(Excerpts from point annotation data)
● ● ● ● ●

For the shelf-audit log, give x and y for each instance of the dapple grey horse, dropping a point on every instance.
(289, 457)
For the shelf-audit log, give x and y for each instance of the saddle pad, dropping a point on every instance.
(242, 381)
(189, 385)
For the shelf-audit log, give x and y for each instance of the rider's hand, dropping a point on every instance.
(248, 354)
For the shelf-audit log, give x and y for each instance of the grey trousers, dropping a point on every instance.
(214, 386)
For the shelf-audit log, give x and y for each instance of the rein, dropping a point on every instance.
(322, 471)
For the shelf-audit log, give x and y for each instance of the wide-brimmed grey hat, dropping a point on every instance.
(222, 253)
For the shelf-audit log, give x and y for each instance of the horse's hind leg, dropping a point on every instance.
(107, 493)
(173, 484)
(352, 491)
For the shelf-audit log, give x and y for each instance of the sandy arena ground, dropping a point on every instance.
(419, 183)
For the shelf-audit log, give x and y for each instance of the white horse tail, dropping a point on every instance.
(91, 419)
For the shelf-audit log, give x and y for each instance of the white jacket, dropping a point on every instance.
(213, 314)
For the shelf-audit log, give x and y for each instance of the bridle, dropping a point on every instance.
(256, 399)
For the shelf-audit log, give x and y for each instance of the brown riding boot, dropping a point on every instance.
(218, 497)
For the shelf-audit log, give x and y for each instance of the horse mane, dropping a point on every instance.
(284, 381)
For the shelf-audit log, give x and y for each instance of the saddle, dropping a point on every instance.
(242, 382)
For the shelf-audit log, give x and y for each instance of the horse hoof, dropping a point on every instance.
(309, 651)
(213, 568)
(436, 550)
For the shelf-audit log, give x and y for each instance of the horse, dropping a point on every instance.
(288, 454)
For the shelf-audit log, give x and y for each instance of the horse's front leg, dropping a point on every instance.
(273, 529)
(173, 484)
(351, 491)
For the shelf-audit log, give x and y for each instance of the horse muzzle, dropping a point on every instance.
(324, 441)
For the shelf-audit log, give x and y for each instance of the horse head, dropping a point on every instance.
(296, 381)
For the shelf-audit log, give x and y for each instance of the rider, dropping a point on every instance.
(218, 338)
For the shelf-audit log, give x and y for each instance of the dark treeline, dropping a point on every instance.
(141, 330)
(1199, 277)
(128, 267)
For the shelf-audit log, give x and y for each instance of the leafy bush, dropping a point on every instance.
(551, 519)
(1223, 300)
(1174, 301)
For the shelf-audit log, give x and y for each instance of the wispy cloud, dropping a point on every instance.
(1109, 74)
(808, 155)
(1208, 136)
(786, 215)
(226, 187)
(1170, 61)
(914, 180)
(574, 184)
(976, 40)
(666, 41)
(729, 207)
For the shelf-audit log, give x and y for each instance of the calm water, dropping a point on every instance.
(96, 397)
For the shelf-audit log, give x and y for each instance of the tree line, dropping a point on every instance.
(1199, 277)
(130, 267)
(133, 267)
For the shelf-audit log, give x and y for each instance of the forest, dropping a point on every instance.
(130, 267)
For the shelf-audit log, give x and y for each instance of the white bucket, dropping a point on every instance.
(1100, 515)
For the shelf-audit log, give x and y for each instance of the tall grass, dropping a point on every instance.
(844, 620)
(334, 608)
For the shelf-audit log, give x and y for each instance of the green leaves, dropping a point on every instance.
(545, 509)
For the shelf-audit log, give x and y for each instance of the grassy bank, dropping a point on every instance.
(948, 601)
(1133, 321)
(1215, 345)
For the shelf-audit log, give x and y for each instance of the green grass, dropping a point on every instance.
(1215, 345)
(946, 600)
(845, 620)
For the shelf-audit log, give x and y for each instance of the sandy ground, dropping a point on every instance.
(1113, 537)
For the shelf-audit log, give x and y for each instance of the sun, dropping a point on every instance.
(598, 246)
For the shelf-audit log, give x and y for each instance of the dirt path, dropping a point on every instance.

● ● ● ● ●

Exercise prompt
Reproduce the data from the line with "forest, dropping a point on every instance." up to and including the line with "(1100, 515)", keeping the requests unchanged. Shift every coordinate in the answers by adding -150 to it.

Solved exercise
For the shelf-audit log, give x and y for each instance of the forest, dropping a point on every instance.
(-20, 117)
For the shelf-audit log, give x and y for each instance of the white bucket, dropping a point on every instance.
(950, 365)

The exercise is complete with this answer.